§ **Your task**:
Please find each row below that contains the word "grass" and copy those rows out in full. Case counts.
•••••
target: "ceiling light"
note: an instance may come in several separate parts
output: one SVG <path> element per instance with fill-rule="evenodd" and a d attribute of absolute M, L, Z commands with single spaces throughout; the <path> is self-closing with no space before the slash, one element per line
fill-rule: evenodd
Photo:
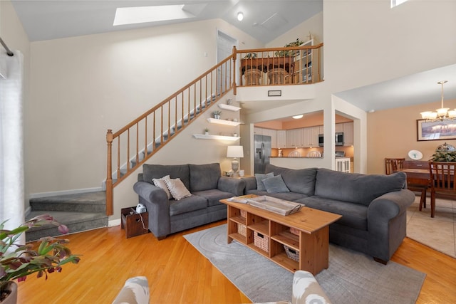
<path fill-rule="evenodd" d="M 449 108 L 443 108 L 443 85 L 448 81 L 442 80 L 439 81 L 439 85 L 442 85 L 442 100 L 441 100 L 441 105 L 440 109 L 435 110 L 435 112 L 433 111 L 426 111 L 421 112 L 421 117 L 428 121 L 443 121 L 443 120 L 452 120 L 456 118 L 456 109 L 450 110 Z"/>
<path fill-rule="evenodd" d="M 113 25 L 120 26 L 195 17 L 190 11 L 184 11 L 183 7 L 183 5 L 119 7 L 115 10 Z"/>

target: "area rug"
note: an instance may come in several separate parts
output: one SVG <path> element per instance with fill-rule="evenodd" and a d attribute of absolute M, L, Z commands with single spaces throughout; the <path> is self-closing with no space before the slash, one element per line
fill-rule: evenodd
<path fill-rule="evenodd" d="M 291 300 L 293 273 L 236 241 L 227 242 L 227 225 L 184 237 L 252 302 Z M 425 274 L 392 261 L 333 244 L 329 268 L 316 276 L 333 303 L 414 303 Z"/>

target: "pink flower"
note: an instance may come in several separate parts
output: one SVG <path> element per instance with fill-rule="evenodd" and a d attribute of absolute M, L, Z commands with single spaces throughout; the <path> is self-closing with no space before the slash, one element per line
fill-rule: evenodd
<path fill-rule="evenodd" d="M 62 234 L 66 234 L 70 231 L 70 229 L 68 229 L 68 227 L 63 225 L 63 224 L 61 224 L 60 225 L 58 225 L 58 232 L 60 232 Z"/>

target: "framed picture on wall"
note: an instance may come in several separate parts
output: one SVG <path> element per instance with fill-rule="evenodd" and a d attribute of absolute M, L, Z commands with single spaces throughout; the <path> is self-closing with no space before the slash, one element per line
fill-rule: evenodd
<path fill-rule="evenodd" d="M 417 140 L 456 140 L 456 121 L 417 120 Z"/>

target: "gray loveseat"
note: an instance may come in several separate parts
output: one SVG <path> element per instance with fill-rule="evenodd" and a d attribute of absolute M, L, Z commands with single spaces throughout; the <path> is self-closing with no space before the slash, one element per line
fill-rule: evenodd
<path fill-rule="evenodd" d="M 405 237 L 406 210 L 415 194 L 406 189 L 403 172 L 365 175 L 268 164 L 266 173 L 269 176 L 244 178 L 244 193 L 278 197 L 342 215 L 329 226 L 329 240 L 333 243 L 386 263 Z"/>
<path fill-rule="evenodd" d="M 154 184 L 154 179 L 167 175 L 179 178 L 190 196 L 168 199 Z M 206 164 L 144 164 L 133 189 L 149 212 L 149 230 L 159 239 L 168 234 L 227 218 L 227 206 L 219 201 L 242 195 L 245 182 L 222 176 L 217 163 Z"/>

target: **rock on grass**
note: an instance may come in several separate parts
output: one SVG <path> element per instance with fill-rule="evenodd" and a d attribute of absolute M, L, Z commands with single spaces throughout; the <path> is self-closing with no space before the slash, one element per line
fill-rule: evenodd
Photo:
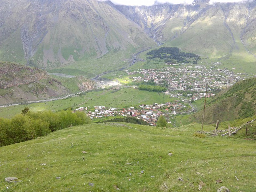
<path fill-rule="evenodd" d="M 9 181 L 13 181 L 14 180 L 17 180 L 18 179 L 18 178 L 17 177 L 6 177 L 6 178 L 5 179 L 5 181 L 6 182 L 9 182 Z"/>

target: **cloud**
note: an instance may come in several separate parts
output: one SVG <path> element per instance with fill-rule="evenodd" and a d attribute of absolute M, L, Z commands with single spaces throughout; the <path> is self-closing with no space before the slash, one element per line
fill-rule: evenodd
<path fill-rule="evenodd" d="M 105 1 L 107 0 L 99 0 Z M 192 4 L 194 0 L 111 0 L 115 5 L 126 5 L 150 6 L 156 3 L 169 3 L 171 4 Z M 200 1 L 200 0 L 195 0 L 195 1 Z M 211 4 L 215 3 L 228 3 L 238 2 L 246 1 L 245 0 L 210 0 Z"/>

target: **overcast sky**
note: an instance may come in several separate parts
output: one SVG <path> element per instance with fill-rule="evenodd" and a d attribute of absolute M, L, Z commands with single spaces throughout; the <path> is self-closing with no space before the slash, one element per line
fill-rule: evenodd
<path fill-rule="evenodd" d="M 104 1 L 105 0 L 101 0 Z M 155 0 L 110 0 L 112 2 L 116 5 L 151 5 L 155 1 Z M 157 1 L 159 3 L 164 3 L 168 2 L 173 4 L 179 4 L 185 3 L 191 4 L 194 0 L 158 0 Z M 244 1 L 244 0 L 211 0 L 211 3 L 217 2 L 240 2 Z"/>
•••••
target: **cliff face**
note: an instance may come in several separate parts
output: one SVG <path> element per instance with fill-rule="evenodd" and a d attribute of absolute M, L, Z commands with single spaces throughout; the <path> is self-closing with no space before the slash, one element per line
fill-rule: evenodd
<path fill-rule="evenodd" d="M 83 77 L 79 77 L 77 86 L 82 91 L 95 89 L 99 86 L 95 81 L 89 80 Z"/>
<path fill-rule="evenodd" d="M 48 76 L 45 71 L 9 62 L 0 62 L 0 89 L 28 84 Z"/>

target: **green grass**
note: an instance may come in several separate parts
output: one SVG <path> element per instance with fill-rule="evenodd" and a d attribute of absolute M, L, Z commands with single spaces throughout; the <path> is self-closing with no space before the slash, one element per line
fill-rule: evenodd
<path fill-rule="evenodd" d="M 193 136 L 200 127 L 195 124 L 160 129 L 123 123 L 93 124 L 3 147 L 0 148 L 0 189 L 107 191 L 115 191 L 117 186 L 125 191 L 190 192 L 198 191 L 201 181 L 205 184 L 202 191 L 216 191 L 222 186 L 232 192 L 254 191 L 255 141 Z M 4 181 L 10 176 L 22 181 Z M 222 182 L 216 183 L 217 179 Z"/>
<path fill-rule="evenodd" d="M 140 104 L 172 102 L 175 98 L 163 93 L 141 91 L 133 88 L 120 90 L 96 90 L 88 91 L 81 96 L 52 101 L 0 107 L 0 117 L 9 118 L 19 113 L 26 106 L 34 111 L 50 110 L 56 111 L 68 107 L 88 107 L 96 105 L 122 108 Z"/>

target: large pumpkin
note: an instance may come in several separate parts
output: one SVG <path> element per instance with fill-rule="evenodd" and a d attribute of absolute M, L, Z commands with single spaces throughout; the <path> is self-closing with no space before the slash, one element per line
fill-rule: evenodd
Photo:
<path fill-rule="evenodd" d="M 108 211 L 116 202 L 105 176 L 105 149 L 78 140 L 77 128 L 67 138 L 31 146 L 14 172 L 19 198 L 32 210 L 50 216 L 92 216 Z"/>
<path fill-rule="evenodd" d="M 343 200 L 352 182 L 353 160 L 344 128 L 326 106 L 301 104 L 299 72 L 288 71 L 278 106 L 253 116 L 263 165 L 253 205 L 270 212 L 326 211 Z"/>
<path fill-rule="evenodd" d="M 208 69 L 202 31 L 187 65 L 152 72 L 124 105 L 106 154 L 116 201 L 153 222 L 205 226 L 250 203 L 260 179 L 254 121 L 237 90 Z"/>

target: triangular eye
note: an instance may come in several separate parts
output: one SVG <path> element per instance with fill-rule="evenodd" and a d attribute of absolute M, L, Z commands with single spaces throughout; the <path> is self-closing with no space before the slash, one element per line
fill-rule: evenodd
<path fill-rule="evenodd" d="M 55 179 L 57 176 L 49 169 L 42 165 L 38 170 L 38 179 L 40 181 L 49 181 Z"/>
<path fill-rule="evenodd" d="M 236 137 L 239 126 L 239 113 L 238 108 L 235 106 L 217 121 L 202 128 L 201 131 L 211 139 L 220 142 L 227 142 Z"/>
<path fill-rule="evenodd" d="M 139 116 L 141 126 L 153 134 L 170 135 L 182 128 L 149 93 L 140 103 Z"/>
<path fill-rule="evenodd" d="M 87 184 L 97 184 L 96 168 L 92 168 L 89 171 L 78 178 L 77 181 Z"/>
•••••
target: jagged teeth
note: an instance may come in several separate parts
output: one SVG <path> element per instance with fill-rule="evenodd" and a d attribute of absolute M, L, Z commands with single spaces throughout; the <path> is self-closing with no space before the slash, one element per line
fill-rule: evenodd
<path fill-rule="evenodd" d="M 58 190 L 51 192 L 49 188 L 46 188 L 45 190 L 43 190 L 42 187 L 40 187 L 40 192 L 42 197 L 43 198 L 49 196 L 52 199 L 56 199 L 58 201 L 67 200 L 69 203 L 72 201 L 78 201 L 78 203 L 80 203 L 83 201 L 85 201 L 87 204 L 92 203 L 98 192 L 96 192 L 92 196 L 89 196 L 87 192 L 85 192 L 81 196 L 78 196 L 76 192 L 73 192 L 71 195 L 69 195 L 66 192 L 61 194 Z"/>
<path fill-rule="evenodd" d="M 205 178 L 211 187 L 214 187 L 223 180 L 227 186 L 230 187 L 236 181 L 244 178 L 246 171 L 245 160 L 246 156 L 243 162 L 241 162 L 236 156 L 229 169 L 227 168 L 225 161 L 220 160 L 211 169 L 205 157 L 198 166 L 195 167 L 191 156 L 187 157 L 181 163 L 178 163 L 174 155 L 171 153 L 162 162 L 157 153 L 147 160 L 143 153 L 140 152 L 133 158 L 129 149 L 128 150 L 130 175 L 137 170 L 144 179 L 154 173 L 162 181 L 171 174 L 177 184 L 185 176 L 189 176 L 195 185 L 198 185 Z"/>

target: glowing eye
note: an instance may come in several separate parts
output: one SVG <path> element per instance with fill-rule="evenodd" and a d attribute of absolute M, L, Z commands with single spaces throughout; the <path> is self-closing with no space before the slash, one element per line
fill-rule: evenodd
•••••
§ **The output**:
target: **rock on grass**
target: **green grass**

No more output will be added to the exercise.